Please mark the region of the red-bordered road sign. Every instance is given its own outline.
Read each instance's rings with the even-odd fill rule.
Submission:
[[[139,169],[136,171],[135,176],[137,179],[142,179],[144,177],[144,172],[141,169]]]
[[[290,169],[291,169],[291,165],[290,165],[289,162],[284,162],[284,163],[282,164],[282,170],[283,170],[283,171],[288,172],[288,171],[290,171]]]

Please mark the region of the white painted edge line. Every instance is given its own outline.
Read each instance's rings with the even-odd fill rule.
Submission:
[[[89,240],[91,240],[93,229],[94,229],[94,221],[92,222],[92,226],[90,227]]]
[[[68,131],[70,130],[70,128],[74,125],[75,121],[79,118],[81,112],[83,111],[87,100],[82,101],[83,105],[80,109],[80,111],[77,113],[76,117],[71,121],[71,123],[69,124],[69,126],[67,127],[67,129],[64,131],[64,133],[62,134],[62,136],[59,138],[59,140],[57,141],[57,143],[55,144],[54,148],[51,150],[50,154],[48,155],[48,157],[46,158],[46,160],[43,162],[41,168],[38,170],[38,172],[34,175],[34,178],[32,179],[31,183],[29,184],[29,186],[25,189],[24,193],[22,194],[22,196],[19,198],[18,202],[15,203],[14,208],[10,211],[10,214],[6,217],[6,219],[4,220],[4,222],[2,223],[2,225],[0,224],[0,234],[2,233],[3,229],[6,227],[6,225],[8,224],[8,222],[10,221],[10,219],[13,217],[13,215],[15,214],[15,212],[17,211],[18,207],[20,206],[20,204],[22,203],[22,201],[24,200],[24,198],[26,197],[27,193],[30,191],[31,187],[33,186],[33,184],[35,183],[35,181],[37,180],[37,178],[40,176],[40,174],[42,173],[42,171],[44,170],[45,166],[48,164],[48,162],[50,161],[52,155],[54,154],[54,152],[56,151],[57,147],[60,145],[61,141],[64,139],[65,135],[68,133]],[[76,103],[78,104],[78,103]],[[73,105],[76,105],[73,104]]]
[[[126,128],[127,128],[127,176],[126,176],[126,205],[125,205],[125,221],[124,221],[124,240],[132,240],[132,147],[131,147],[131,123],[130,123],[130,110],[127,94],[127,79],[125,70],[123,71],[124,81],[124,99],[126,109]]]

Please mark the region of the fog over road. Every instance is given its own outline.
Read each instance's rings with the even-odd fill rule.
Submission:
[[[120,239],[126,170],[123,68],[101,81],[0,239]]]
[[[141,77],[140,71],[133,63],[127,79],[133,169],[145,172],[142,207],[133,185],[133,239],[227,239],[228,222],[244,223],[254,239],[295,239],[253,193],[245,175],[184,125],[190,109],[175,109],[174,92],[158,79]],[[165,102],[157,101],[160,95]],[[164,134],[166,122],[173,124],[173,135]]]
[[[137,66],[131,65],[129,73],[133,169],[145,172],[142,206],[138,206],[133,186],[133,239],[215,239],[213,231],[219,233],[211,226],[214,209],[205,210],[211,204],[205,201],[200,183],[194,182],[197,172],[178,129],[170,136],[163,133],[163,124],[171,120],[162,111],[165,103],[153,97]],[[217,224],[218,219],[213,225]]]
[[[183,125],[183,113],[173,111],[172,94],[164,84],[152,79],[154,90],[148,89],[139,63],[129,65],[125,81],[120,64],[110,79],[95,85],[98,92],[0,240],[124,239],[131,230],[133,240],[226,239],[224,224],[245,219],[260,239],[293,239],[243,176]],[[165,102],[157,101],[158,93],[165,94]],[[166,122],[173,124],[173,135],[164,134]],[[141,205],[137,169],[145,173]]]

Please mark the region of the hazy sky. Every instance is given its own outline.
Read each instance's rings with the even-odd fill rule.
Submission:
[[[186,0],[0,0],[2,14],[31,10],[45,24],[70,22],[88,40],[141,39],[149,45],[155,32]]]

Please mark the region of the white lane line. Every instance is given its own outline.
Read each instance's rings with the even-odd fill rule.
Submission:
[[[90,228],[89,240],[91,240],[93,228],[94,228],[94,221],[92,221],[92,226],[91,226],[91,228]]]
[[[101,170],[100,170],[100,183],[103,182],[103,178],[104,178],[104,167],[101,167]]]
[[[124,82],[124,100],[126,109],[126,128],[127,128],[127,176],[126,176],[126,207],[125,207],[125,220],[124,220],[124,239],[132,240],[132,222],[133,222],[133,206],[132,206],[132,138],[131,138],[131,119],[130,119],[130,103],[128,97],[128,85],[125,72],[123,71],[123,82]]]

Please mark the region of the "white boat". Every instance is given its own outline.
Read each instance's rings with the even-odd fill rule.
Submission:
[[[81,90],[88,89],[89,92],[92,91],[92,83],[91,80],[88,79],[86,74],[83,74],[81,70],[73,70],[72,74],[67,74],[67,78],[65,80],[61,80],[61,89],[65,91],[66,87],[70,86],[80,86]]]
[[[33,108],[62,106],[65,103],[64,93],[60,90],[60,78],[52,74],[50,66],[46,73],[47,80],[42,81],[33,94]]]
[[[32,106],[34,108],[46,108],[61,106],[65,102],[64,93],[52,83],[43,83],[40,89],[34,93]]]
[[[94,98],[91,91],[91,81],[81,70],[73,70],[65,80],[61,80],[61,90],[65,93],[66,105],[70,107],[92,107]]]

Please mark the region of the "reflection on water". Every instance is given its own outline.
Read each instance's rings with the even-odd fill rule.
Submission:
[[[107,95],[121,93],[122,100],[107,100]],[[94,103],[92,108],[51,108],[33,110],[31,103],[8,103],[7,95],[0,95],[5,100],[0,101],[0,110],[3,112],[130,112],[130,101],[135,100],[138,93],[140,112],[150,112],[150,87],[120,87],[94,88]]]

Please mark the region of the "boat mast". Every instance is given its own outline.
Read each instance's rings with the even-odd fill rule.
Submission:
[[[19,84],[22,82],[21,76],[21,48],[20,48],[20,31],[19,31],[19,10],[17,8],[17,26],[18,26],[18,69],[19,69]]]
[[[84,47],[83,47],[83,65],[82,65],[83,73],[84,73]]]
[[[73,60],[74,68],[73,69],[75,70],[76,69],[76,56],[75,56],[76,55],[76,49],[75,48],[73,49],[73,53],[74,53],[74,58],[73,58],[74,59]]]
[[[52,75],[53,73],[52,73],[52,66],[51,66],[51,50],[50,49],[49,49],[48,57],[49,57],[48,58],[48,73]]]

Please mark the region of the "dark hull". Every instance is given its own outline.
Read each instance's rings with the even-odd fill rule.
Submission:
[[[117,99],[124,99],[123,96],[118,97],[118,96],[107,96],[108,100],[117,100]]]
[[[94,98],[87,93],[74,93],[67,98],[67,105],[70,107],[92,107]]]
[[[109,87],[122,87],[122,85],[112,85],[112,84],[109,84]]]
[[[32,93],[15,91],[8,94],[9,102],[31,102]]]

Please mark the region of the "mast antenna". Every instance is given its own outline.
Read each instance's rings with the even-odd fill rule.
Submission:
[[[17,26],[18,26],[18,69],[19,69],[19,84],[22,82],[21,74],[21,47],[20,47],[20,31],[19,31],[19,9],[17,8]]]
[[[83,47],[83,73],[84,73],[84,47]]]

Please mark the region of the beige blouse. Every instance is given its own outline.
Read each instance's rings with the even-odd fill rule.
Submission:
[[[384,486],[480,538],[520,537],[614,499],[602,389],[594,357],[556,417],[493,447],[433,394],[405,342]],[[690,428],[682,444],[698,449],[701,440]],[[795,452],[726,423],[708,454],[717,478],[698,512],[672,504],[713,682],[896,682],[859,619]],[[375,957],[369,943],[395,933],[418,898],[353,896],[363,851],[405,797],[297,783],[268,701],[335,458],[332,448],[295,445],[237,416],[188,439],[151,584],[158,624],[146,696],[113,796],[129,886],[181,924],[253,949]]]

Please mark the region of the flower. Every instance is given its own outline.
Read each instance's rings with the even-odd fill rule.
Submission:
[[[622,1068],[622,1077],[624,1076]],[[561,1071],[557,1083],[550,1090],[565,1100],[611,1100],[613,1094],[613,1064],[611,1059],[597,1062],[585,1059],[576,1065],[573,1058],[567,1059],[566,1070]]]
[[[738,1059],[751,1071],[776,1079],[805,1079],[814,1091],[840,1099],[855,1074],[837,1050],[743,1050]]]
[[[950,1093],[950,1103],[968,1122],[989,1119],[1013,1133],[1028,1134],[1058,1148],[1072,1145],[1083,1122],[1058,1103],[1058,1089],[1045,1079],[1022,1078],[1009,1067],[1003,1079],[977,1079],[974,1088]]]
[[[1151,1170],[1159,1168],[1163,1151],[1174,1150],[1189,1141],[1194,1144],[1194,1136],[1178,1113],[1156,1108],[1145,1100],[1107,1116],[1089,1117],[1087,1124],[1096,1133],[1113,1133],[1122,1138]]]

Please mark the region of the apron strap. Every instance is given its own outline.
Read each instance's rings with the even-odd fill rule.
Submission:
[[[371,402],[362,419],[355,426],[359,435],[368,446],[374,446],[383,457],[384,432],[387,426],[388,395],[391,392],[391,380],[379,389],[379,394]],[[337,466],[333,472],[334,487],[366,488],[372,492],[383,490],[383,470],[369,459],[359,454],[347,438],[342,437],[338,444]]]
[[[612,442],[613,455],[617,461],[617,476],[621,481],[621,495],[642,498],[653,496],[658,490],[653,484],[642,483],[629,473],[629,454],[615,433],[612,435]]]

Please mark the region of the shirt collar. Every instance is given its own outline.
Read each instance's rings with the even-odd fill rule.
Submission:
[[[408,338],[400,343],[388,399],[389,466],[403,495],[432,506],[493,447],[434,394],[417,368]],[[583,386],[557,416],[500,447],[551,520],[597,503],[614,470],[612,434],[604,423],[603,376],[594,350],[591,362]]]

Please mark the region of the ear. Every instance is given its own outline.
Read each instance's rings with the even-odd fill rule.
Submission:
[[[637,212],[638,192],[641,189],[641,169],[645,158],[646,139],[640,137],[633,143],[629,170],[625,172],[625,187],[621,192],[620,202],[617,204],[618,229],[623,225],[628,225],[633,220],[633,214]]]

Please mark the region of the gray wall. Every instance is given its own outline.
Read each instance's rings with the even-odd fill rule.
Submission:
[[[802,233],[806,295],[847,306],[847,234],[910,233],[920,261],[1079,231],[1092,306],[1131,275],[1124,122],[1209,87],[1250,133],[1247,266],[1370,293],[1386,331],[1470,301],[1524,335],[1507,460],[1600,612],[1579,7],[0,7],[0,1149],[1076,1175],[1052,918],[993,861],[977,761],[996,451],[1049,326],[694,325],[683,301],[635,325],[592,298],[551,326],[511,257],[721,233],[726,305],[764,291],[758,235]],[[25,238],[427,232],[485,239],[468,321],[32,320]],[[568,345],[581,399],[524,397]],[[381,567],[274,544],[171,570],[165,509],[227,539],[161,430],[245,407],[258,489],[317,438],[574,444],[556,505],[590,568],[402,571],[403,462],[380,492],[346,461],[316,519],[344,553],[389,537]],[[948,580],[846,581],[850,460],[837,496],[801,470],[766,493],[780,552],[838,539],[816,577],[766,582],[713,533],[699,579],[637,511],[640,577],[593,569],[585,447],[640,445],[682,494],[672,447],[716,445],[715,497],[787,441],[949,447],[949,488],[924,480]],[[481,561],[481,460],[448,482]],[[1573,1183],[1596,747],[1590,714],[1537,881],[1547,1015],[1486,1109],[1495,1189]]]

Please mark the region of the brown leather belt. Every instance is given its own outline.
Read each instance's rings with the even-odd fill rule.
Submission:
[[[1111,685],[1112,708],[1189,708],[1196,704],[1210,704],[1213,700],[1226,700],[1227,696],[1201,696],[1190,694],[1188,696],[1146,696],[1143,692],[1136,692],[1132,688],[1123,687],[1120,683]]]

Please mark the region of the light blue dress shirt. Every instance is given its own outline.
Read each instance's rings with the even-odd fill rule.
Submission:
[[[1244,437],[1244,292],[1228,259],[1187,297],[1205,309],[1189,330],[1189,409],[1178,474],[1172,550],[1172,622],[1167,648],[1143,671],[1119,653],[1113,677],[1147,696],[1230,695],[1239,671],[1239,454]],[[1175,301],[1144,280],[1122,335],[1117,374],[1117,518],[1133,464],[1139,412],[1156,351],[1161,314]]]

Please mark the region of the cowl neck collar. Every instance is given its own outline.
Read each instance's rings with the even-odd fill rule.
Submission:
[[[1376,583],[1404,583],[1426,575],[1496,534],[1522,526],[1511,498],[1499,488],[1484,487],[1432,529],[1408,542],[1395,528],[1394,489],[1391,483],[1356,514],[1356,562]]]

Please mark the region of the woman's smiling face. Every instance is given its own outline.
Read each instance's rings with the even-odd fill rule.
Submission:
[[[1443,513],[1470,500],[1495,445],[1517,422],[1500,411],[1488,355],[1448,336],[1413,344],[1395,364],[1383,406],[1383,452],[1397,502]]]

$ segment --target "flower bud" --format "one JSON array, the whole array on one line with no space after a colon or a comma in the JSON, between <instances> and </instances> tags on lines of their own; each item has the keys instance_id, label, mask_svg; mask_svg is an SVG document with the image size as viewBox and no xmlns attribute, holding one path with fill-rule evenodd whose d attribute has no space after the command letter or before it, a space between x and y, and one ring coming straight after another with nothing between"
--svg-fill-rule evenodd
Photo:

--- DIRECTIONS FOR THIS TASK ---
If a line in the data contains the string "road", copy it.

--- SOLUTION FOR THIS EXERCISE ---
Please mark the region of the red-bordered road sign. Every instance is given its own outline.
Please mark the region of the fog over road. Every instance is given its own outline.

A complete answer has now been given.